→ What is required: Could you write the entries out again, exactly as they are?

→ Data extracts:

::::

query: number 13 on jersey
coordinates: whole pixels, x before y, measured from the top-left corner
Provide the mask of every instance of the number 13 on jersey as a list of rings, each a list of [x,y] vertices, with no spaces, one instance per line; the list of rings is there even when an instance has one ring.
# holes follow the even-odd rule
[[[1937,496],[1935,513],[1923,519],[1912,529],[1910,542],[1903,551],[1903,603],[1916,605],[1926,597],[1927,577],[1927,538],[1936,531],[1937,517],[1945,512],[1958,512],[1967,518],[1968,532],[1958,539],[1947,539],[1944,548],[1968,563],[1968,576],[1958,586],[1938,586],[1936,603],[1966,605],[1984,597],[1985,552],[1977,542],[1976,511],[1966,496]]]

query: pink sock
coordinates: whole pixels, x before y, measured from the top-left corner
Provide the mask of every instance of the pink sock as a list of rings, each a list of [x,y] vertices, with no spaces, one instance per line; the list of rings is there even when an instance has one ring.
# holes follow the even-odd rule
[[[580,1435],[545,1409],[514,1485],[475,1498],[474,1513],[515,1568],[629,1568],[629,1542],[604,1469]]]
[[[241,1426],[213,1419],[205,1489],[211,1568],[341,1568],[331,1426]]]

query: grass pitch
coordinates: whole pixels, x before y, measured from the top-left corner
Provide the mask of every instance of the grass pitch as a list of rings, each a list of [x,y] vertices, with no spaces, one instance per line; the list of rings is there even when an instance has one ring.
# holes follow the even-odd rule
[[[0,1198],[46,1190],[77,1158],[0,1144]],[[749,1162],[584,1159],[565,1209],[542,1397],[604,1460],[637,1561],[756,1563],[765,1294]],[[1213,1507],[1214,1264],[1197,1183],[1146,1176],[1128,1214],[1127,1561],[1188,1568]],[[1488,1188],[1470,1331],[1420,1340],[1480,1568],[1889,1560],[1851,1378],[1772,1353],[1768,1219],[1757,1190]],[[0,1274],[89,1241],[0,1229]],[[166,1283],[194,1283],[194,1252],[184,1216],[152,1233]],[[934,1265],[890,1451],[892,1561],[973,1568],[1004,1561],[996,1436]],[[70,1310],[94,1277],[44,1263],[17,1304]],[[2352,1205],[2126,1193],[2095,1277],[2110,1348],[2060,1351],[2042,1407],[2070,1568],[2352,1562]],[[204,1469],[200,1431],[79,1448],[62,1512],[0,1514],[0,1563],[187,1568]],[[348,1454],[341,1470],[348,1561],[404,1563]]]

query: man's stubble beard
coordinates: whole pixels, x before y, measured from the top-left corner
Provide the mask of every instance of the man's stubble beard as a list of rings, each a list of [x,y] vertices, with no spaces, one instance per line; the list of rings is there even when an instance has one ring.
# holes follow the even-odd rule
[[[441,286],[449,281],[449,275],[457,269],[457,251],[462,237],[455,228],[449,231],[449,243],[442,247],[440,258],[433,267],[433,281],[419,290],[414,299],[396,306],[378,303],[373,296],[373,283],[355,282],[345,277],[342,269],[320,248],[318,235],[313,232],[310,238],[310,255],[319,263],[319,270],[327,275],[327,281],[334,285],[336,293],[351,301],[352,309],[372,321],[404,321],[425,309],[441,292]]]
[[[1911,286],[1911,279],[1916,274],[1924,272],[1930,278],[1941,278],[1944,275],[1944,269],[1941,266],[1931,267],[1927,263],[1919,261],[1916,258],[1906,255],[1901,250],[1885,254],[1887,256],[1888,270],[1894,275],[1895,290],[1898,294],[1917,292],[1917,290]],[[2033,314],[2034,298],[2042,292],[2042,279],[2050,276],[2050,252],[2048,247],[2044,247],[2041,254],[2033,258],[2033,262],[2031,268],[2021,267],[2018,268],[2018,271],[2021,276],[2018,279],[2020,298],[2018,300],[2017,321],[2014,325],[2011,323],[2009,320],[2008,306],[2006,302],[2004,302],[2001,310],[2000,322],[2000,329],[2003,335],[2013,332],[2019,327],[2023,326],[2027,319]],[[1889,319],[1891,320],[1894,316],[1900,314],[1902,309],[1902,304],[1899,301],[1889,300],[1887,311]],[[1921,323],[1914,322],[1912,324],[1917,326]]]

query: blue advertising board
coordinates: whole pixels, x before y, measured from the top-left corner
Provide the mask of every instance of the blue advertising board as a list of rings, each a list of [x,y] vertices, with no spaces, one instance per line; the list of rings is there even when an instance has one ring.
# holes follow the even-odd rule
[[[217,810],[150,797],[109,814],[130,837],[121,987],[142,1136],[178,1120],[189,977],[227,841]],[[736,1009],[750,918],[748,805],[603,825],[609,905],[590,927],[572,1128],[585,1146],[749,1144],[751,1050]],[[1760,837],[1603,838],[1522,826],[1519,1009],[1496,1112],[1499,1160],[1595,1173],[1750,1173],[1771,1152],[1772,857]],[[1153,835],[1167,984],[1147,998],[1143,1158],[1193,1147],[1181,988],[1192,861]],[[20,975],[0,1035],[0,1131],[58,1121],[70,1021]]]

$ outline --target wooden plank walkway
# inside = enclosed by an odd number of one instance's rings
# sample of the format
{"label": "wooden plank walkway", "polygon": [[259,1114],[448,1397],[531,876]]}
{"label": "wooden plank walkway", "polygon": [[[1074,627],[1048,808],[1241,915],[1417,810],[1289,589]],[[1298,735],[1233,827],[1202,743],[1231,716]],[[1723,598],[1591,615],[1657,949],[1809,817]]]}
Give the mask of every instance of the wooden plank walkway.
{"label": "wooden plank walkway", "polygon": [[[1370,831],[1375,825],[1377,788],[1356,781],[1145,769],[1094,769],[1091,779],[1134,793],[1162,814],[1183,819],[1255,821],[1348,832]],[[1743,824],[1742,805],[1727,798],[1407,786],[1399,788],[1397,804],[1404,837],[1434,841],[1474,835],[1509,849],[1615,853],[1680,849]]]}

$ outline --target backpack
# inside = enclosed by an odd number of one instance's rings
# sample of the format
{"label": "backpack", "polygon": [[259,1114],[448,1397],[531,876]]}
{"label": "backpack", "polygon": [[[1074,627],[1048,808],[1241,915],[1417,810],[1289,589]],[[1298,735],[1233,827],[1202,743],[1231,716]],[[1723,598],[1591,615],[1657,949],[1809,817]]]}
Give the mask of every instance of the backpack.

::::

→ Written answer:
query: number 13 on jersey
coordinates: whole pixels, x before y, measured from the top-left corner
Provide the mask of every instance of the number 13 on jersey as a list of rings, each a list of [x,y] vertices, with no spaces, one instance per line; the list of rings is there even when an instance has one ring.
# holes follow the even-odd rule
[[[1937,496],[1935,513],[1923,519],[1912,529],[1910,542],[1903,551],[1903,603],[1916,605],[1926,597],[1927,577],[1927,538],[1936,531],[1937,517],[1945,512],[1958,512],[1967,518],[1968,532],[1958,539],[1947,539],[1944,548],[1968,563],[1968,576],[1958,586],[1938,586],[1936,603],[1966,605],[1984,597],[1985,552],[1977,542],[1976,511],[1966,496]]]

query: pink sock
coordinates: whole pixels, x before y, measured from the top-left corner
Provide the mask of every instance of the pink sock as a list of rings, each a list of [x,y] vertices, with no spaces, one instance per line; the list of rings is there even when an instance has one ring.
# holes follow the even-odd rule
[[[580,1435],[545,1409],[514,1485],[475,1498],[474,1513],[515,1568],[629,1568],[629,1542],[604,1469]]]
[[[241,1426],[213,1419],[205,1489],[211,1568],[341,1568],[331,1426]]]

query: grass pitch
coordinates: whole pixels, x before y, measured from the top-left corner
Provide the mask of every instance of the grass pitch as a list of rings, each a list of [x,y] vertices, with no spaces, one instance per line; the list of rings is there even when an instance has one ring.
# holes follow the even-odd rule
[[[0,1198],[46,1190],[77,1158],[0,1144]],[[749,1162],[584,1159],[565,1209],[542,1397],[604,1460],[637,1561],[756,1563],[765,1294]],[[1213,1507],[1214,1264],[1197,1183],[1146,1176],[1128,1214],[1127,1561],[1188,1568]],[[1488,1188],[1470,1331],[1420,1340],[1480,1568],[1889,1560],[1851,1378],[1772,1353],[1768,1219],[1757,1190]],[[0,1274],[89,1241],[0,1229]],[[166,1283],[194,1283],[194,1252],[184,1216],[152,1233]],[[934,1265],[890,1451],[892,1561],[973,1568],[1004,1561],[996,1436]],[[70,1310],[94,1277],[44,1263],[17,1304]],[[2352,1205],[2126,1193],[2095,1277],[2110,1348],[2060,1351],[2042,1407],[2070,1568],[2352,1562]],[[204,1469],[200,1431],[79,1448],[62,1512],[0,1514],[0,1563],[187,1568]],[[348,1454],[341,1470],[348,1561],[404,1563]]]

query: man's stubble beard
coordinates: whole pixels, x before y, measured from the top-left corner
Provide the mask of every instance of the man's stubble beard as a list of rings, each a list of [x,y] vertices, with no spaces, one instance per line; the list of rings is there even when an instance has one ring.
# holes follow the even-odd rule
[[[441,286],[449,281],[449,275],[457,269],[457,251],[462,237],[455,228],[449,231],[449,243],[442,247],[440,258],[433,267],[433,281],[419,290],[414,299],[396,306],[378,303],[373,296],[373,283],[355,282],[345,277],[342,269],[320,248],[318,235],[313,232],[310,238],[310,255],[319,263],[319,270],[327,275],[327,281],[334,285],[336,293],[351,301],[352,309],[372,321],[404,321],[425,309],[441,292]]]
[[[1911,286],[1911,279],[1916,274],[1924,272],[1930,278],[1941,278],[1944,275],[1944,269],[1941,266],[1931,267],[1927,263],[1919,261],[1916,258],[1906,255],[1901,250],[1885,254],[1887,256],[1888,270],[1894,275],[1895,290],[1898,294],[1917,292],[1917,290]],[[2033,314],[2034,298],[2042,292],[2042,279],[2050,276],[2050,252],[2048,247],[2044,247],[2041,254],[2033,258],[2033,262],[2031,268],[2021,267],[2018,268],[2018,271],[2021,276],[2018,279],[2020,298],[2018,300],[2017,321],[2014,325],[2011,323],[2009,320],[2008,306],[2006,302],[2004,302],[2001,310],[2000,322],[2000,329],[2003,335],[2013,332],[2019,327],[2023,326],[2027,319]],[[1889,319],[1891,320],[1894,316],[1900,314],[1902,309],[1902,304],[1899,301],[1889,300],[1887,311]],[[1921,323],[1914,322],[1912,324],[1917,326]]]

query: blue advertising board
coordinates: whole pixels, x before y, measured from the top-left corner
Provide the mask of every instance of the blue advertising board as a list of rings, each a list of [x,y] vertices, with no spaces, one instance per line; the list of rings is there even when an instance has one ring.
# holes follow the even-odd rule
[[[217,810],[150,797],[109,814],[130,837],[121,987],[142,1136],[178,1120],[189,977],[227,841]],[[736,1009],[750,918],[748,805],[603,825],[609,905],[590,927],[572,1128],[585,1146],[749,1144],[751,1050]],[[1760,837],[1603,838],[1522,826],[1519,1009],[1496,1112],[1499,1160],[1595,1173],[1750,1173],[1771,1152],[1772,857]],[[1153,835],[1167,984],[1147,998],[1143,1158],[1193,1147],[1181,988],[1192,861]],[[20,975],[0,1035],[0,1131],[58,1121],[70,1021]]]

$ outline --target wooden plank walkway
# inside = enclosed by an odd number of one instance's rings
# sample of the format
{"label": "wooden plank walkway", "polygon": [[259,1114],[448,1397],[531,876]]}
{"label": "wooden plank walkway", "polygon": [[[1074,627],[1048,808],[1241,915],[1417,810],[1289,589]],[[1298,735],[1233,827],[1202,743],[1231,716]],[[1723,598],[1591,615],[1657,949],[1809,817]]]}
Give the mask of every instance of the wooden plank walkway.
{"label": "wooden plank walkway", "polygon": [[[1370,831],[1375,825],[1377,788],[1356,781],[1145,769],[1094,769],[1091,779],[1134,793],[1162,814],[1183,819],[1255,821],[1348,832]],[[1743,824],[1742,805],[1727,798],[1407,786],[1399,788],[1397,804],[1404,837],[1434,841],[1474,835],[1509,849],[1615,853],[1680,849]]]}

$ outline --target backpack
# inside = enclosed by an odd number of one instance's rings
# sample of the format
{"label": "backpack", "polygon": [[259,1114],[448,1397],[531,876]]}
{"label": "backpack", "polygon": [[[1074,627],[1048,808],[1241,915],[1417,810],[1289,589]],[[1298,735],[1233,827],[1202,743],[1231,716]],[[1723,598],[1591,615],[1657,949],[1809,817]]]}
Give the mask of every instance of the backpack.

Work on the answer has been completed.